Stored entries:
---*---

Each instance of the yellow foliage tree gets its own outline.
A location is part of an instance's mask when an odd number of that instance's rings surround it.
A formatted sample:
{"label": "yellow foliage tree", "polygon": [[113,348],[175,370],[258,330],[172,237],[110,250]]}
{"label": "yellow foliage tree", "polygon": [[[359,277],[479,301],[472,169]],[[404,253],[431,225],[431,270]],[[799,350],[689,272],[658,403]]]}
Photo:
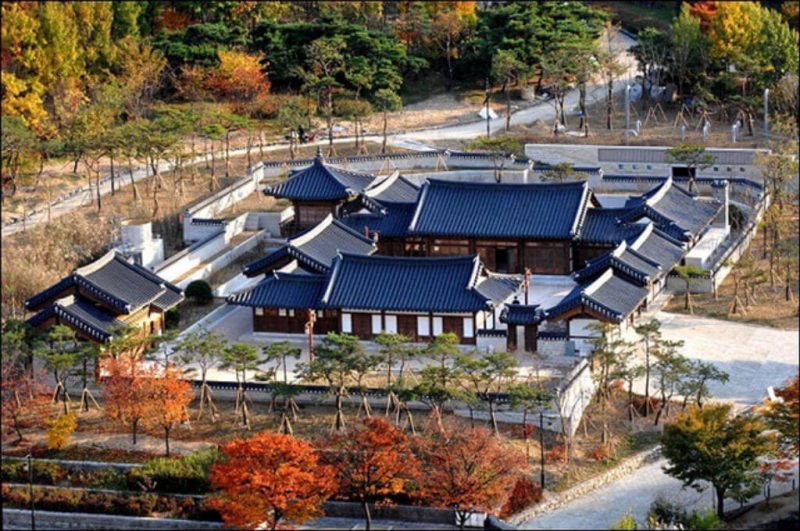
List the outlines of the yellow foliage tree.
{"label": "yellow foliage tree", "polygon": [[45,421],[47,426],[47,447],[53,450],[63,450],[69,444],[78,422],[75,413],[61,415],[54,419]]}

---*---

▸ **Task description**
Rewrite all of the records so that each "mask" becomes "region" and nothing else changes. Omit the pictures from your answer.

▸ **Full output**
Each instance of the yellow foliage tree gets its own outline.
A location is part of an instance's region when an odd number of that instance's rings surround it.
A formatted sample:
{"label": "yellow foliage tree", "polygon": [[113,348],[175,370],[258,330],[172,237],[110,250]]}
{"label": "yellow foliage tree", "polygon": [[[359,277],[479,301],[472,169]],[[404,253],[431,225],[431,270]],[[799,350],[689,272],[658,403]]]}
Photo:
List the outlines of the yellow foliage tree.
{"label": "yellow foliage tree", "polygon": [[45,421],[47,426],[47,447],[53,450],[63,450],[69,444],[78,422],[75,413],[61,415],[54,419]]}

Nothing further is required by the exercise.